# ipod:achat appli et carte bleue? risques..?



## joeldu18cher (12 Août 2010)

je viens de recevoir mon ipod touch.. voulant voir les applis sur l'ap store,( et même pour charger des applis gratuites!)  je tombe sur mon compte de tunes avec demande de confirmation du code de sécurité qui est au dos de la carte ... 
>quel est le risque? 


( en fait, le safari:itunes de ipod ne montre pas de verrou, ni de https... comme quoi sur un ordi c'est plus clair ! et cela me gêne ... sachant qu'en plus, apple fait une mise à jour sécurité-même si c'est sur un autre type de document bien sûr...)


----------



## sanakro (12 Août 2010)

Salut, la mise en place de ce code à justement été faite par securisation des comptes iTunes.
Par contre, il me semble pas que ce code soit à rentrer sous safari, mais directement sur l'appli de l'AppStore...

Ensuite, au moment où tu saisis ce code, les informations de ta cartes ne sont pas diffusées, donc, inutilisables


----------



## arbaot (13 Août 2010)

tu peux déjà créer un compte iTunes App Store sans carte bancaire et avec lequel tu "acheteras" des appli gratuite


----------



## sanakro (13 Août 2010)

Et il y a aussi la solution de ne le créditer qu'avec des fit cards, ce qui a le mérite d'éviter de donner ses coordonnées bancaires, et également de limiter les risques en cas de fraude.


----------

» **Consigne**:
D'après l'extrait, quel code le compte iTunes demande-t-il de confirmer ?

» **Données fournies**:
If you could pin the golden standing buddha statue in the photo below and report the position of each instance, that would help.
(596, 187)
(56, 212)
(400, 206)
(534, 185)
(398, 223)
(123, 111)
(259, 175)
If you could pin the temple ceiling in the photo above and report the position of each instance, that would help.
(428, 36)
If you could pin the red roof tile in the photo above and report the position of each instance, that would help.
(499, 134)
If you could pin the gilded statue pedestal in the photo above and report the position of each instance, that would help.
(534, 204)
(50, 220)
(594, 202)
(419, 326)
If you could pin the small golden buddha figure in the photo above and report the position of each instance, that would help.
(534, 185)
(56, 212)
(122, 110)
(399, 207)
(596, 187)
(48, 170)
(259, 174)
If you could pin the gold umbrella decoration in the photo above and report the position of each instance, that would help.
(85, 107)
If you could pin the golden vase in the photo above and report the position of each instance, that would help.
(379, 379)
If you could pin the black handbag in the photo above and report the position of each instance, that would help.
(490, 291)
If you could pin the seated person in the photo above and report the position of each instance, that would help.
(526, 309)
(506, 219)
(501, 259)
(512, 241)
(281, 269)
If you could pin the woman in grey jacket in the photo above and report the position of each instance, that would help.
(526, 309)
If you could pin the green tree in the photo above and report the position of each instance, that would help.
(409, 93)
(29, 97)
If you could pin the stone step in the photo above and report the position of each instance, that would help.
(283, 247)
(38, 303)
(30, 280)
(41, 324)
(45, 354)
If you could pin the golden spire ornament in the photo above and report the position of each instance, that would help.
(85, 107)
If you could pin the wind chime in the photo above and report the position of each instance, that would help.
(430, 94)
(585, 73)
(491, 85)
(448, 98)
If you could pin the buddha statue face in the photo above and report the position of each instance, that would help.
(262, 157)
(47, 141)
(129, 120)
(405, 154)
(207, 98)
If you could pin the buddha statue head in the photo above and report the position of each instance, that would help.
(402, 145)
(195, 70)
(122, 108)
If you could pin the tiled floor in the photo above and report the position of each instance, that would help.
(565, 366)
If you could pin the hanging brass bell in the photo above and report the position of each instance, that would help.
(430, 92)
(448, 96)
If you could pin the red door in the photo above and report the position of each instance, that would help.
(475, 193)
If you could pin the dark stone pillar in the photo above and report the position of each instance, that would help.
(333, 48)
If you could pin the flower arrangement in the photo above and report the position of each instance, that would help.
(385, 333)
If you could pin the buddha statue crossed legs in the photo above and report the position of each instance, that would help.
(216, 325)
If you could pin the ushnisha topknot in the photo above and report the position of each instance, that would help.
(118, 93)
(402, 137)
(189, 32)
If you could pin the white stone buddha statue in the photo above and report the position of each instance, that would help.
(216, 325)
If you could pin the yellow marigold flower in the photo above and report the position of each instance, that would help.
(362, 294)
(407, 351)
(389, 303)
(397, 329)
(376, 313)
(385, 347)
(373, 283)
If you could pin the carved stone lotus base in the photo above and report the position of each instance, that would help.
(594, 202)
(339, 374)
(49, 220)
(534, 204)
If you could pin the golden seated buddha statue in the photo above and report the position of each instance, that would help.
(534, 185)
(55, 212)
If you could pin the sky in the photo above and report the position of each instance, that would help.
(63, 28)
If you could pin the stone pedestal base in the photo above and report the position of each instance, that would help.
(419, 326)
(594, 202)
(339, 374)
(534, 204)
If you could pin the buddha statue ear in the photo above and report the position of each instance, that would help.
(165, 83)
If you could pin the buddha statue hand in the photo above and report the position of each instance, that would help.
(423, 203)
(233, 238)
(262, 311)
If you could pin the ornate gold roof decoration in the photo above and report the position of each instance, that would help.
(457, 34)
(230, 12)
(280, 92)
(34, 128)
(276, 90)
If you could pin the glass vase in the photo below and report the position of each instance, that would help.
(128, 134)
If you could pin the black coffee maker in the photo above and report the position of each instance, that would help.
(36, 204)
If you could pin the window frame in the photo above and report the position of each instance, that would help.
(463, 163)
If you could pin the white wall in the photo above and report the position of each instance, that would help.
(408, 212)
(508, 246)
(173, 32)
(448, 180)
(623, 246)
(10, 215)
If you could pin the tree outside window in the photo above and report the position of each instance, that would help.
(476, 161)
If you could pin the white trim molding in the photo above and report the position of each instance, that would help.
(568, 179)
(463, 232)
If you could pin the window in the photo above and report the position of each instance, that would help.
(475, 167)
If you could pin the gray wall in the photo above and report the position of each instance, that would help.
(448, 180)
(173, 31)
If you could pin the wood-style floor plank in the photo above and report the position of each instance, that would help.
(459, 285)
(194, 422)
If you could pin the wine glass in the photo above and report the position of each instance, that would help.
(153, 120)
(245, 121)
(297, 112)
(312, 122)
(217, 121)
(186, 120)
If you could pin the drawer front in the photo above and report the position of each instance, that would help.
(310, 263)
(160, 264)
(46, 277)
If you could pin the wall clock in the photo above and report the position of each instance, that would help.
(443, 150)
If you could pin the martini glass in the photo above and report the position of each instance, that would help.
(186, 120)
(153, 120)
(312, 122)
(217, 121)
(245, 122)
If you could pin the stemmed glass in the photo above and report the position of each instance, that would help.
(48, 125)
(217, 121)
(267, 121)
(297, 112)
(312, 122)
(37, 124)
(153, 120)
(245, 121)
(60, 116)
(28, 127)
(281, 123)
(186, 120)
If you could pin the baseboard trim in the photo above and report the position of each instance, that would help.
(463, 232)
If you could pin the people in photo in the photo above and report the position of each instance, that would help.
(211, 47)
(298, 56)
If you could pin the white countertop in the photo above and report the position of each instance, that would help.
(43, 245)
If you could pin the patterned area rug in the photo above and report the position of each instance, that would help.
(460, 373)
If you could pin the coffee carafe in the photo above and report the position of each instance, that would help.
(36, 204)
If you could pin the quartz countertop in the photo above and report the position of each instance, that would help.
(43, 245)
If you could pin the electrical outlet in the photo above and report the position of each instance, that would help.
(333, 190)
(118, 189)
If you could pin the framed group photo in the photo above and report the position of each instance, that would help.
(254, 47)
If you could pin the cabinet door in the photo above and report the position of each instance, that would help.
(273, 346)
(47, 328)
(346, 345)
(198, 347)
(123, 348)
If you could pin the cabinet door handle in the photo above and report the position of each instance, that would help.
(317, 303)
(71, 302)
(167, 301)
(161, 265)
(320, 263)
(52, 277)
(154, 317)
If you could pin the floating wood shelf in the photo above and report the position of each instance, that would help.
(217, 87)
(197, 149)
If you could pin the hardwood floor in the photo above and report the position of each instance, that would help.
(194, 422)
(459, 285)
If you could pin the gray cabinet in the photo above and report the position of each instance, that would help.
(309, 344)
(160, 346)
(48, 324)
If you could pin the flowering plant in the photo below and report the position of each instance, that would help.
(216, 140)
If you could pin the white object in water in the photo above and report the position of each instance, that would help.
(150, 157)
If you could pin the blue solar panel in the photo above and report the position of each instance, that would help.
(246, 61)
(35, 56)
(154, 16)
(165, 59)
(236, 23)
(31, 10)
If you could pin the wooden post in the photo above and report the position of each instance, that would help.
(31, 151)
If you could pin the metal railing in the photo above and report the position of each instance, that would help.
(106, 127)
==
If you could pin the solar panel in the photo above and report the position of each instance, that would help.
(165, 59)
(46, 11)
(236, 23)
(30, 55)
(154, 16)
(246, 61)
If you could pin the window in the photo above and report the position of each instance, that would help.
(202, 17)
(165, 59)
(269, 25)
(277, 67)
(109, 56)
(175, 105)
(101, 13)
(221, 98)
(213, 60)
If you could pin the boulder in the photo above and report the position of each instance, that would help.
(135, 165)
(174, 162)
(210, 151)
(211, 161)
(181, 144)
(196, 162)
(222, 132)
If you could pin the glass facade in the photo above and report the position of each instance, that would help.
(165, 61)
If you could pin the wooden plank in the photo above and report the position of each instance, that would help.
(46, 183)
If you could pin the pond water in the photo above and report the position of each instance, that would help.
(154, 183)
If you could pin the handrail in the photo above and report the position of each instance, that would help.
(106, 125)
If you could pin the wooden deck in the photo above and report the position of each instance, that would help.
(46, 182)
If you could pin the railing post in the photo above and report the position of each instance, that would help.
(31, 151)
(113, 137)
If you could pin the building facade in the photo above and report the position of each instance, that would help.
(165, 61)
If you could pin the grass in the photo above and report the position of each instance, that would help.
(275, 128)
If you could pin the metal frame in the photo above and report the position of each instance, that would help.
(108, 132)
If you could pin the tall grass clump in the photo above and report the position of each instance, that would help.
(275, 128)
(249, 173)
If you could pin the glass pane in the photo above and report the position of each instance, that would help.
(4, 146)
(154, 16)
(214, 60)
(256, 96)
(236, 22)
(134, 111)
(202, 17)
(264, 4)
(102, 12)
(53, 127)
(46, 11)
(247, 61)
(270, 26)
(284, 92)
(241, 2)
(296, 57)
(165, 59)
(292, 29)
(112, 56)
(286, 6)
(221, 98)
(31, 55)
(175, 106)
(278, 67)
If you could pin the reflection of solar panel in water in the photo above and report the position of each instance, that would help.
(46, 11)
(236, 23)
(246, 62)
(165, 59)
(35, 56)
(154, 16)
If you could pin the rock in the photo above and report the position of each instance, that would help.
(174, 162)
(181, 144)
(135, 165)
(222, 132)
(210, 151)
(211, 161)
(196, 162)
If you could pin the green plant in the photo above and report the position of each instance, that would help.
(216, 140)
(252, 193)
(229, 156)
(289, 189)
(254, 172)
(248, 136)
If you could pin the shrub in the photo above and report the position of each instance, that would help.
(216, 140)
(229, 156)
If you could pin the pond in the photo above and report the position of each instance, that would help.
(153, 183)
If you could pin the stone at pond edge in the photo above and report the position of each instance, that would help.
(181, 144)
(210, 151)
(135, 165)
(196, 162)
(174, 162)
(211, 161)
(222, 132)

» **Réponse rédigée**:
Le code de sécurité qui se trouve au dos de la carte.